Document source:
......

Ibn Tufayl et la Spiritualité

 Ibn Tufayl et la Spiritualité

A droite : Première page du manuscrit de Hayy Ibn Yaqdhân d’Ibn Tufayl. Crédit photo du texte : https://www.ias.edu/ Direction de la bibliothèque de manuscrits Süleymaniye

 

Remise en question, quête de sens, aspiration à un monde meilleur… Le coronavirus et son corollaire, le confinement réveillent chez beaucoup une certaine forme de spiritualité. C’est dans ce sens que l’histoire de « Hayy Ibn Yaqdhân » d’Abu Bakr Ibn Tufayl est particulièrement intéressante. Cet ouvrage majeur qui a notamment inspiré à Daniel Defoe le personnage mythique de Robinson Crusoé  et à Voltaire ses fameux contes philosophiques, est surtout considéré comme le premier roman philosophique de l’histoire de la littérature. Rédigé au XIIème siècle par ce philosophe, scientifique et mystique soufi,  Hayy Ibn Yaqdhân, ou le Philosophe autodidacte, est l’un des ouvrages les plus importants de la culture du monde arabo-musulman.

 

Hayy Ibn Yaqdhân (Vivant fils de l’éveillé) est l’histoire de Hayy, un jeune garçon né, sans père ni mère, sur une île, complètement seul et isolé du reste du monde. Il est alors adopté par une gazelle, qui l’allaite. L’enfant observe ce qui l’entoure et réfléchit beaucoup. Lorsque la gazelle décédera, Hayy prend alors conscience du phénomène de la vie, et part à la recherche du sens de l’existence.

......

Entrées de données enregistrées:
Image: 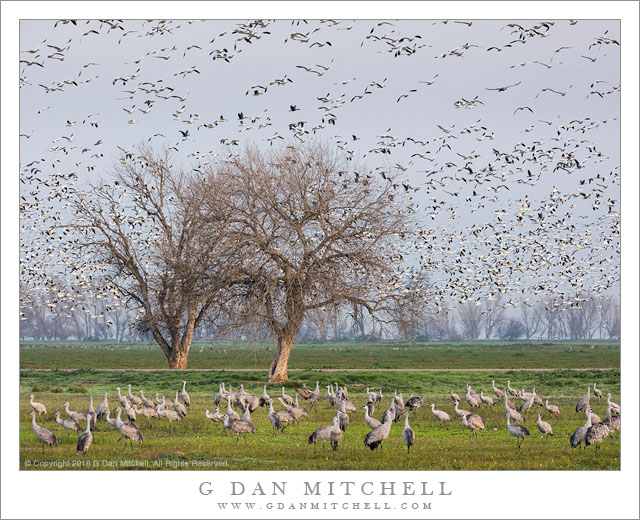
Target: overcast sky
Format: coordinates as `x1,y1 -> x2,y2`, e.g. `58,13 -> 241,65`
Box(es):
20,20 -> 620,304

......

À vous: Prolongez le texte consacré à Ibn Tufayl et à Hayy Ibn Yaqdhân au-delà de sa dernière phrase.

Votre réponse:
Doté d’une intelligence supérieure, Hayy acquiert une multitude de savoirs, notamment la physique et l’astronomie. Bientôt, et par la seule force de son raisonnement, il accédera aux connaissances les plus élevées que la science humaine a de l’univers. Il atteint les secrets de l’être, il comprend que les êtres qui l’entourent comportent la multiplicité et l’unité : s’ils sont multiples par leurs formes, ils sont une même et unique chose quant à l’essence. Au stade final de son auto-initiation, Hayy recherche alors l’union intime avec Dieu.

 

Ce n’est qu’à la suite de son rapprochement avec le divin que Hayy rencontre pour la première fois un être humain, Açâl. Ils noueront rapidement des liens, Açâl vivant son existence comme une quête spirituelle et Hayy arrivant presque à la fin de son apprentissage. Açâl apprend alors à Hayy sa langue, tandis que Hayy lui partage les secrets de ses découvertes.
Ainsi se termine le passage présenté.